# Exercise
Return each line of the rows below that contains the string "distant".

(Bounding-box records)

---

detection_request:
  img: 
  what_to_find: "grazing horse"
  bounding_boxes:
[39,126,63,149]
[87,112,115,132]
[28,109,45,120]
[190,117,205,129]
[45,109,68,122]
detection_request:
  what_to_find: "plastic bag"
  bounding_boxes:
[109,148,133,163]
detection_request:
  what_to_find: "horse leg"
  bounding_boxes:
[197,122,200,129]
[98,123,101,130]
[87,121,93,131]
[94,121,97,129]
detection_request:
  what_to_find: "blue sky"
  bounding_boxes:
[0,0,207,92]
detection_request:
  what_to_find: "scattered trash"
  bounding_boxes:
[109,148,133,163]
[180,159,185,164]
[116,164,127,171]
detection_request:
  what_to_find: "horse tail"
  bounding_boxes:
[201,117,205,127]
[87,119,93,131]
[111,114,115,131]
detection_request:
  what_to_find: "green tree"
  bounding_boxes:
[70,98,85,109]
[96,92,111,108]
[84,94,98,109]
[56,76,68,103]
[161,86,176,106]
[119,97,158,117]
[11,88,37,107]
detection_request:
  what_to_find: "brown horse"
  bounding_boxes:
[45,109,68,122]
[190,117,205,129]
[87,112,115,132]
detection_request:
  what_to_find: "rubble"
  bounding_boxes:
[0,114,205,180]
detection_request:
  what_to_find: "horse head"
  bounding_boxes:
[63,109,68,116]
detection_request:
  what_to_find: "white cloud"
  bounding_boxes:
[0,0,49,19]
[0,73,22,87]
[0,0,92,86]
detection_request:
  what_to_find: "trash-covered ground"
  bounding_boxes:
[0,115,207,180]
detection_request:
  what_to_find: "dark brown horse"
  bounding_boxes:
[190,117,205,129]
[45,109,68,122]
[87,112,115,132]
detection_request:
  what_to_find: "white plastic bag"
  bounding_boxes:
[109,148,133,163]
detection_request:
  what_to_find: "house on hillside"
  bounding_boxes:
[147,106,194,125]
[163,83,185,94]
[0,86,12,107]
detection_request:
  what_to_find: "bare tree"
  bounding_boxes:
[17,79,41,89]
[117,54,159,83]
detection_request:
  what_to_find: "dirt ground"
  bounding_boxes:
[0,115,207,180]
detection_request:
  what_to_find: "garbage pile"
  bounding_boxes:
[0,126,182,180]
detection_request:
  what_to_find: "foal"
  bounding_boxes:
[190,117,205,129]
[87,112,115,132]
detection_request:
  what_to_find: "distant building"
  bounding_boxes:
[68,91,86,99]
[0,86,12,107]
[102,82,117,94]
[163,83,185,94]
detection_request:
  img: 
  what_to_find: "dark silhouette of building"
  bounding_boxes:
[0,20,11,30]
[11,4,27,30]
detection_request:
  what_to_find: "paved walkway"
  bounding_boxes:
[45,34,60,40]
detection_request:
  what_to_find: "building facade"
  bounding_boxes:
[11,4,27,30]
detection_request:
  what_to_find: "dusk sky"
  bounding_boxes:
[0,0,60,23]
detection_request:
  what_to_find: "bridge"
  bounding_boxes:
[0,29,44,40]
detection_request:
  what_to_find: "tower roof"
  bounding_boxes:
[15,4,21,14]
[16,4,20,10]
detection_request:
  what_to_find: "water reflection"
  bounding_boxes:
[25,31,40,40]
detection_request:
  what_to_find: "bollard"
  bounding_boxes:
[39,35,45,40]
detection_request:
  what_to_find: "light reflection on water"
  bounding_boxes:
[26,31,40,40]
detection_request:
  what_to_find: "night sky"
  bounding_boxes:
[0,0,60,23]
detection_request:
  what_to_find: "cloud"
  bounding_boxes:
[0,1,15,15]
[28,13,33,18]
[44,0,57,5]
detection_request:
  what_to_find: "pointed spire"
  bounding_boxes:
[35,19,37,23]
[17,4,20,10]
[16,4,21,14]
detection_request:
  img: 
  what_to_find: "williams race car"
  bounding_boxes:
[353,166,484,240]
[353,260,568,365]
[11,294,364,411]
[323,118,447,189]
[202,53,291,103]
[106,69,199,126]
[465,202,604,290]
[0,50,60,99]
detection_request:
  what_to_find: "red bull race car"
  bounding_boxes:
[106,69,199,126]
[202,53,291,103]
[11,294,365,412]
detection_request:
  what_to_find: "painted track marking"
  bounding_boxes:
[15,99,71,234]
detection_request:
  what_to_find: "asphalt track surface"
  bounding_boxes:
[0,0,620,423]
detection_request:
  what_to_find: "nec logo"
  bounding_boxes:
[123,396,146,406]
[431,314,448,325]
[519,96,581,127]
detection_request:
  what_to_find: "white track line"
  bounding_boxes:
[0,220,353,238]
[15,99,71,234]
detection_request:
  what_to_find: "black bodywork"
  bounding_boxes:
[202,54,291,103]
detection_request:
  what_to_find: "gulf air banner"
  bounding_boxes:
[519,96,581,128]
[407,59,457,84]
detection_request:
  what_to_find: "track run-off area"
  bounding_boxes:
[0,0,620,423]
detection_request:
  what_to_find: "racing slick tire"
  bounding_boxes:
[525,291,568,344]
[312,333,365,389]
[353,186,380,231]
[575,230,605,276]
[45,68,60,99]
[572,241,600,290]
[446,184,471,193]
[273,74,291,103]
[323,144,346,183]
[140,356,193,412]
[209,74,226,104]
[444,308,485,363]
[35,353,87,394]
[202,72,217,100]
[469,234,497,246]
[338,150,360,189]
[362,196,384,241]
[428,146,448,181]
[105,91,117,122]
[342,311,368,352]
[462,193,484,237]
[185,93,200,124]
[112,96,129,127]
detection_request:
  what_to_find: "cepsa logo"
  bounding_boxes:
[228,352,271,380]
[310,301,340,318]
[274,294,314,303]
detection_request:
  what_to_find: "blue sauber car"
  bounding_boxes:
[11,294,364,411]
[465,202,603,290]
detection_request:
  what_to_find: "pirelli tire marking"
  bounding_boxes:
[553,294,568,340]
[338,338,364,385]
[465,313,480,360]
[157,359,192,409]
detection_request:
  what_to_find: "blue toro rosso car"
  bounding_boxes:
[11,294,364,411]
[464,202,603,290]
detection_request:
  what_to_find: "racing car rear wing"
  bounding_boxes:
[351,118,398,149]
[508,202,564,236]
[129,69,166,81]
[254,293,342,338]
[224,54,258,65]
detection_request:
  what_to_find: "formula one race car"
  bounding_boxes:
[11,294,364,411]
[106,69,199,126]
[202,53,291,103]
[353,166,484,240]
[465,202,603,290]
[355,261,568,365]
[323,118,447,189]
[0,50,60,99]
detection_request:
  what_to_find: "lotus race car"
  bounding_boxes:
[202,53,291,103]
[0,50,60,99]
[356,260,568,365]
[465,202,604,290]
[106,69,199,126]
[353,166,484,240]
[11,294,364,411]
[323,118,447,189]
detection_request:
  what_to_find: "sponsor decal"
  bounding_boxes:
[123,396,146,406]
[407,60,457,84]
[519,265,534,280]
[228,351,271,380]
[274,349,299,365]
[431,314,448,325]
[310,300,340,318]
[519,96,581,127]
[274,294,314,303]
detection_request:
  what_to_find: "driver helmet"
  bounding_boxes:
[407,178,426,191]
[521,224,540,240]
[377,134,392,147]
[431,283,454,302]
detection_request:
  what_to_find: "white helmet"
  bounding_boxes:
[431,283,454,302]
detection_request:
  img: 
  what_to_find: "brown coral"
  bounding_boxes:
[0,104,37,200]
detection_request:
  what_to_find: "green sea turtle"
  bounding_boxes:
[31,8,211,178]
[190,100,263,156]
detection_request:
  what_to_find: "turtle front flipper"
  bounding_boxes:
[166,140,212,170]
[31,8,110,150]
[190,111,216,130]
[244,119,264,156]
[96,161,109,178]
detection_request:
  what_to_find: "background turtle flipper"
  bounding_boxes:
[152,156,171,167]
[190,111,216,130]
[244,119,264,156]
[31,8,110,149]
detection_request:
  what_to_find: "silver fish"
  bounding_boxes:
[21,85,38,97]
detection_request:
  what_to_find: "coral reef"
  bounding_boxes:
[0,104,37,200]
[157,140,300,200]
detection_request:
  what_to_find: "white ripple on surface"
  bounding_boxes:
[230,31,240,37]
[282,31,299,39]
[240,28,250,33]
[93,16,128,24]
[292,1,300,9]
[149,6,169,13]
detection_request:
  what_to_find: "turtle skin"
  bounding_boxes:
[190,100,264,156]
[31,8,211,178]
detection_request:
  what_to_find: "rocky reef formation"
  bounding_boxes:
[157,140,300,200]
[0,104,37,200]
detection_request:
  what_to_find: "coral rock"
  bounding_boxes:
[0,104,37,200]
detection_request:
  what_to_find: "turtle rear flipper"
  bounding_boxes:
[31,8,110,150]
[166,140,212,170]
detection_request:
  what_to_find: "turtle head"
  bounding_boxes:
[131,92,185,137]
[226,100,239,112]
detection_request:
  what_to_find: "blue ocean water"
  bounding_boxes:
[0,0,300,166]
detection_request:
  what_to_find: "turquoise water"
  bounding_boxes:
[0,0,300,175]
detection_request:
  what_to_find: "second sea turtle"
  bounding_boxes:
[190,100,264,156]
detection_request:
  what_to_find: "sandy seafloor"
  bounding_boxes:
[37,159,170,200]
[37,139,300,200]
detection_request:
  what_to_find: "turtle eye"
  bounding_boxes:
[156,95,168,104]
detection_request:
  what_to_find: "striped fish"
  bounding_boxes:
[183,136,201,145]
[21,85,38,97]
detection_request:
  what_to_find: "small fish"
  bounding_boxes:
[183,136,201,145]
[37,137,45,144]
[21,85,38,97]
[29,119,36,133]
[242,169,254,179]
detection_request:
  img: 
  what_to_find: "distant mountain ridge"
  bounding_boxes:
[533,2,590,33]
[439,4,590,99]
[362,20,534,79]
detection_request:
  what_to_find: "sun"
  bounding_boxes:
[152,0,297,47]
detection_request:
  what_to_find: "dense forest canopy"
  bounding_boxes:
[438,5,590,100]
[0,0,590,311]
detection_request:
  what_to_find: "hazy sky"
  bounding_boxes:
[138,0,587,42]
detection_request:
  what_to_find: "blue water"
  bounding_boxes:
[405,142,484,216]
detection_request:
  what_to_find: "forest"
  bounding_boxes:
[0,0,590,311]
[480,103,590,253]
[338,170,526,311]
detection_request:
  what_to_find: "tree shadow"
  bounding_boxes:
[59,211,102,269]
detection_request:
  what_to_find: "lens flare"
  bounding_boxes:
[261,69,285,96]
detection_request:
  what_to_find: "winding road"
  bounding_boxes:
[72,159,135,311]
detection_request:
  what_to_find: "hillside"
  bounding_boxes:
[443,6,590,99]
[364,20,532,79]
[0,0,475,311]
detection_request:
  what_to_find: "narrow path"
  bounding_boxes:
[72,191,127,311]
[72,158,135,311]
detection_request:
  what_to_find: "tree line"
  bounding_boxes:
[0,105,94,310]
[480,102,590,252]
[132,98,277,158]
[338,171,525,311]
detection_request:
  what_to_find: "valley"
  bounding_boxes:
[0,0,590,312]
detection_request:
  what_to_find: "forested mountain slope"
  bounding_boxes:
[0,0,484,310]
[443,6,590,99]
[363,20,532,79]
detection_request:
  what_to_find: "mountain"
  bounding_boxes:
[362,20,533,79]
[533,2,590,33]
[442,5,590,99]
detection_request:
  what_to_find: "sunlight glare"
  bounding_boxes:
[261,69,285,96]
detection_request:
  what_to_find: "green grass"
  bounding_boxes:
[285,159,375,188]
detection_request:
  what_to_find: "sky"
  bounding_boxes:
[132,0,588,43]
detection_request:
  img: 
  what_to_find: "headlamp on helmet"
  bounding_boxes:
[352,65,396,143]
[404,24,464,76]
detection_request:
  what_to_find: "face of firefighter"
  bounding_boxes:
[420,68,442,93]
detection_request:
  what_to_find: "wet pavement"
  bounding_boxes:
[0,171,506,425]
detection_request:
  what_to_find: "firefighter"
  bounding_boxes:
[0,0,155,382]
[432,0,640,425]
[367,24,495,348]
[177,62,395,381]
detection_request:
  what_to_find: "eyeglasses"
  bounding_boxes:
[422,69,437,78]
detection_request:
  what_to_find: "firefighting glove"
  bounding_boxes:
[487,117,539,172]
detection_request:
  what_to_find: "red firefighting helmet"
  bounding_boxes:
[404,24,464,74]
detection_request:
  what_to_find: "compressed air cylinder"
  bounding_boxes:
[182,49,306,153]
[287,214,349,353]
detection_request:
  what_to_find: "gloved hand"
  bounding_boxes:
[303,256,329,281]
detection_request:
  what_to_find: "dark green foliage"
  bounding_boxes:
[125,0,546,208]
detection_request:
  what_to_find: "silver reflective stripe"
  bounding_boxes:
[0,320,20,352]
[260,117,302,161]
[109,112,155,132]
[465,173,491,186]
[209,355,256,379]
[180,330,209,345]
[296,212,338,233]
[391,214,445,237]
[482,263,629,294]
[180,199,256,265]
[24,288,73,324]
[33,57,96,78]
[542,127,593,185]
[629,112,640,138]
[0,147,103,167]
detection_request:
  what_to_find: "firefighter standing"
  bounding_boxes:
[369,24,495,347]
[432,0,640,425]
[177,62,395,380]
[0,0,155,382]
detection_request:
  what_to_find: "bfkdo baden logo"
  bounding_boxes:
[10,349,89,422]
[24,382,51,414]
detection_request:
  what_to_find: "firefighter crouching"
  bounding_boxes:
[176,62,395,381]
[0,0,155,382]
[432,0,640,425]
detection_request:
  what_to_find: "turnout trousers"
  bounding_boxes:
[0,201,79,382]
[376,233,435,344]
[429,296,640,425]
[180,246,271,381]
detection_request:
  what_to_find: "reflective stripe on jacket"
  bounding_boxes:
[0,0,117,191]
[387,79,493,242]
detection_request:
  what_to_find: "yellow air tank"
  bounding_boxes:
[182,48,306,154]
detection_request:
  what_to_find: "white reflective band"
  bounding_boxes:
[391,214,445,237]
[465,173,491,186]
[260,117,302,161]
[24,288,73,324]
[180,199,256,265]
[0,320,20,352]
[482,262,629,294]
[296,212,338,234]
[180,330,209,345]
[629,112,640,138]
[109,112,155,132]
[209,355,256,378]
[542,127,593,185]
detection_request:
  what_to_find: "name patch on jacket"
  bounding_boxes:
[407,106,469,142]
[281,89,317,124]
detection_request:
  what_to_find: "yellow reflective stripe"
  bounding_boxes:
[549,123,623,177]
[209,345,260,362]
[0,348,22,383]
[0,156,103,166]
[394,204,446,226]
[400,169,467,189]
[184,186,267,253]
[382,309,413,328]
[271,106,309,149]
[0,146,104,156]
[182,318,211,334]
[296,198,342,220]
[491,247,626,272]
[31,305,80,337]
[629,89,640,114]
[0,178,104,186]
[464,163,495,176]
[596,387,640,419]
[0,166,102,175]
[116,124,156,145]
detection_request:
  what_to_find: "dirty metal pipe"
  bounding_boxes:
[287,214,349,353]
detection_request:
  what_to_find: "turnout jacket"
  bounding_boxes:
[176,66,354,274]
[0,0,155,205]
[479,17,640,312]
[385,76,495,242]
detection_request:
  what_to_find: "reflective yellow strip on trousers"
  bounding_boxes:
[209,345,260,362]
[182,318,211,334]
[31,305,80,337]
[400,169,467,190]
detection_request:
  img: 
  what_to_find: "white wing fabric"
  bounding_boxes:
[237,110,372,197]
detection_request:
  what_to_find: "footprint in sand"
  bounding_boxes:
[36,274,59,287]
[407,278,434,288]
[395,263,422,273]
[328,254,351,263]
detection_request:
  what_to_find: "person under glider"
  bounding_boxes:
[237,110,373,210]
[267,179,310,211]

---

# The output
  what_to_find: "distant building"
  what_to_find: "distant mountain ridge"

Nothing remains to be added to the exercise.